» **INSTRUCTION A**: Gather every line of the records that contains the word "background", and count only matches with the same case.

» **PASSAGE**:
:::::
What records of the court hearing exist?

We have five records of the 1826 hearing. These were published in eight documents.

1. Apr. 9, 1831 - A W. Benton in Evangelical Magazine and Gospel Advocate
2.Oct. 1835 - Oliver Cowdery in Latter-day Saints Messenger and Advocate
3.1842 letter from Joel K. Noble (not published until 1977)
4.Record torn from Judge Neely docket book by Miss Emily Pearsall (niece)

  • Feb. 1873 - Charles Marshall publishes in Frazer's Magazine (London)
  • Apr. 1873 - Frazer's article reprinted in Eclectic Magazine (N.Y.)
  • 1883 - Tuttle article in New Schaff-Herzog Encyclopedia of Religious Knowledge
  • Jan. 1886 - Christian Advocate vol. 2, no. 13 (Salt Lake City, UT)

5. May 3, 1877 - W. D. Purple Chenango Union

It may be that Purple saw the publication in the Eclectic Magazine and that is why he published his account a few years later. There are no complete overlaps in the accounts; we will look at the similarities and differences.

Finally, we have the bills by Judge Neely and Constable Da Zeng which provide some additional useful details.

Document provenance

We don't have the actual record that Miss Pearsall had, but the claimed trail of events leads as follows:

  1. Miss Pearsall tears the record from the docket book of her uncle Judge Neely
  2. She takes the record with her to Utah when she went to work with Bishop Tuttle.
  3. Miss Pearsall dies in 1872.
  4. Charles Marshall copies the record and has it published in Frazer's Magazine in 1873.
  5. Ownership falls to Tuttle after Miss Pearsall's death
  6. Tuttle published in 1883 Schaff-Herzog encyclopedia.
  7. Tuttle gave it to the Methodists who published it in 1886
  8. Then the record was lost.

It will be noticed with interest, that although Bishop Tuttle and others had access to the Pearsall account for several years it was not published until after her death. That combined with the fact that the torn leaves were never allowed to be examined, would cast some doubt on the completeness or accuracy of that which was published.

Do we have a court record?

We know that the supposed "court record" obtained by Miss Pearsall can't be a court record at all.

  1. Misdemeanor trials were not recorded, only felony trials.
  2. No witness signatures—they were required in an official record.
  3. It appears to be a pretrial hearing.
  4. Pretrial hearings cannot deliver guilty verdicts.

Why were the various records made?

This is the reason that the people stated for why they were putting forth this information.

  1. Benton: more complete history of their founder
  2. Cowdery: private character of our brother
  3. Noble: explain the character of the Mormons
  4. Marshal: preserve a piece of information about the prophet
  5. Purple: as a precursor of the advent of the wonder of the age, Mormonism
  6. Tuttle: [to show] In what light he appeared to others
  7. Judge Neely: to collect fees

Unsurprisingly, those who provided these accounts had an agenda. We are not looking at an event through the eyes of an unbiased observer, and most of that bias is directed against Joseph Smith.

Who brought the charges?

If we look at the individuals bringing the charges, we have the following: Benton (1831): The Public Cowdery (1835): very officious person Noble (1842): Civil authority Marshall (1873): Peter G. Bridgman Purple (1877): sons of Mr. Stowell Tuttle (1883): Peter G. Bridgman Judge Neely: The Public

Note that the agreement of Marshall and Tuttle is misleading because they are essentially quoting the same source.
:::::
[Point placement records]
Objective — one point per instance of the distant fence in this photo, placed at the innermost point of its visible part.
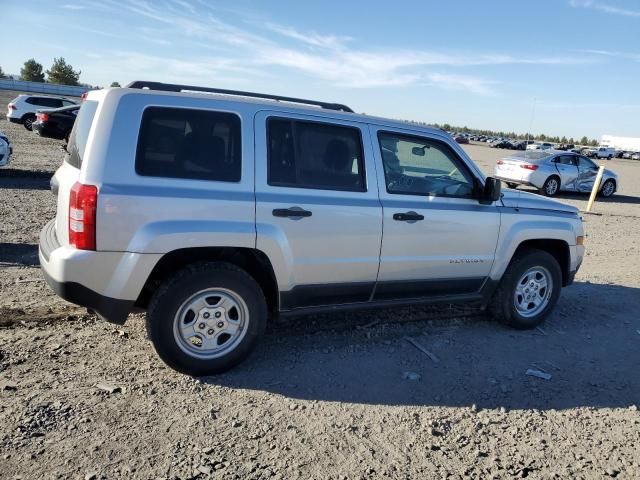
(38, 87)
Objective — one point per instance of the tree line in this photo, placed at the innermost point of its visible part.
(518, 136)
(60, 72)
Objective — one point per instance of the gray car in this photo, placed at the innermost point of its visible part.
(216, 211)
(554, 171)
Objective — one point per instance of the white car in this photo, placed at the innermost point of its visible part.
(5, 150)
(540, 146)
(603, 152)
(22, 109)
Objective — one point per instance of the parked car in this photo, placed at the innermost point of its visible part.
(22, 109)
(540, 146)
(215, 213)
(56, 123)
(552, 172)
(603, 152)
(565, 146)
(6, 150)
:::::
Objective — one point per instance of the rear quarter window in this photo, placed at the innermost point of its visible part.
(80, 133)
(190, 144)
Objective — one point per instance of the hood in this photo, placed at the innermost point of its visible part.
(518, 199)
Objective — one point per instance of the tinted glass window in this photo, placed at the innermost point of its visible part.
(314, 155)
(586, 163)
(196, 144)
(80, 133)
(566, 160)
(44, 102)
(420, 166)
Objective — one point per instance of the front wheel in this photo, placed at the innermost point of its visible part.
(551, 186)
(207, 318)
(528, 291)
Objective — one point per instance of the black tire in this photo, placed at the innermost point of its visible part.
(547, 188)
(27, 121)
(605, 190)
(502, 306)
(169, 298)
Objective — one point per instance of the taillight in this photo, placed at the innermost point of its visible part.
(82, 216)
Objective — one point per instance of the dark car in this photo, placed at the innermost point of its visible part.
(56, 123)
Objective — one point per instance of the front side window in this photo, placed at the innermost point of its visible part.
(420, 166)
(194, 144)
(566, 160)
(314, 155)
:::::
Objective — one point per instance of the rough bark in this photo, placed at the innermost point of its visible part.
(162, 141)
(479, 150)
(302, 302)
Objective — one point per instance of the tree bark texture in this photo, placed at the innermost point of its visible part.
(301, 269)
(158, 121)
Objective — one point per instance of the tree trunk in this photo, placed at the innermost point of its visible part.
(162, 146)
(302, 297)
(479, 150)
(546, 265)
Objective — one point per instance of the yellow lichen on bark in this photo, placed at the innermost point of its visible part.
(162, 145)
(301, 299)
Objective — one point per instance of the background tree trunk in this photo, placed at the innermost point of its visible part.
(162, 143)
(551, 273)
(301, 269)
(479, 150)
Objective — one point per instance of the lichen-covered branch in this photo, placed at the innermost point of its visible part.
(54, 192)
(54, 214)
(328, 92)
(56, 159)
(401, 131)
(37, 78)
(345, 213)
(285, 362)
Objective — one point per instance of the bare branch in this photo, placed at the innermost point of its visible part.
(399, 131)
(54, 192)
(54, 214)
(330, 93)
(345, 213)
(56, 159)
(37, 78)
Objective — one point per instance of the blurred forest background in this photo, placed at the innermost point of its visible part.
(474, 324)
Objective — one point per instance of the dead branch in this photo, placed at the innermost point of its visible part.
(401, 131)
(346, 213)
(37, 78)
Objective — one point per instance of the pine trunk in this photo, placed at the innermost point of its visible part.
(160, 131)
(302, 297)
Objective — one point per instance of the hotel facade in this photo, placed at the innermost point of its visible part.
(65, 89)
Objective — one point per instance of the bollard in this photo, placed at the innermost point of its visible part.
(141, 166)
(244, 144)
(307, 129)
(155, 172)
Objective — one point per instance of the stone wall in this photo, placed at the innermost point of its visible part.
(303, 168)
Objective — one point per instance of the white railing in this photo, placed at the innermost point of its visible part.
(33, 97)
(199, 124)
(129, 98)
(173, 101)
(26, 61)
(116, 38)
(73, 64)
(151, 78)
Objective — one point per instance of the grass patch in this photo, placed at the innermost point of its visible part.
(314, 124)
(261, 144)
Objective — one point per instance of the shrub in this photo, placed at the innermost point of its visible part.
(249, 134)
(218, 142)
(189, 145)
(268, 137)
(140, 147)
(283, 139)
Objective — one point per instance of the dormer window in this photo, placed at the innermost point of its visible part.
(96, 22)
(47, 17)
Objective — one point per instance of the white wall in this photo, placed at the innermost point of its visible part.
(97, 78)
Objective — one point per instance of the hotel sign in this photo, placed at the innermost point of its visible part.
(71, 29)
:::::
» **INSTRUCTION B**: Rewrite the passage about the 1826 hearing records, everything from "We have five" down to "Frazer's Magazine (London)", with "docket book" renamed to "record book" wherever it appears.

» **FULL ANSWER A**:
Objective — one point per instance of the background tree trunk in this photo, placed at the innermost point of its visible part.
Objective — one point per instance of the blurred forest background in this photo, placed at the innermost point of its visible part.

» **FULL ANSWER B**:
We have five records of the 1826 hearing. These were published in eight documents.

1. Apr. 9, 1831 - A W. Benton in Evangelical Magazine and Gospel Advocate
2.Oct. 1835 - Oliver Cowdery in Latter-day Saints Messenger and Advocate
3.1842 letter from Joel K. Noble (not published until 1977)
4.Record torn from Judge Neely record book by Miss Emily Pearsall (niece)

  • Feb. 1873 - Charles Marshall publishes in Frazer's Magazine (London)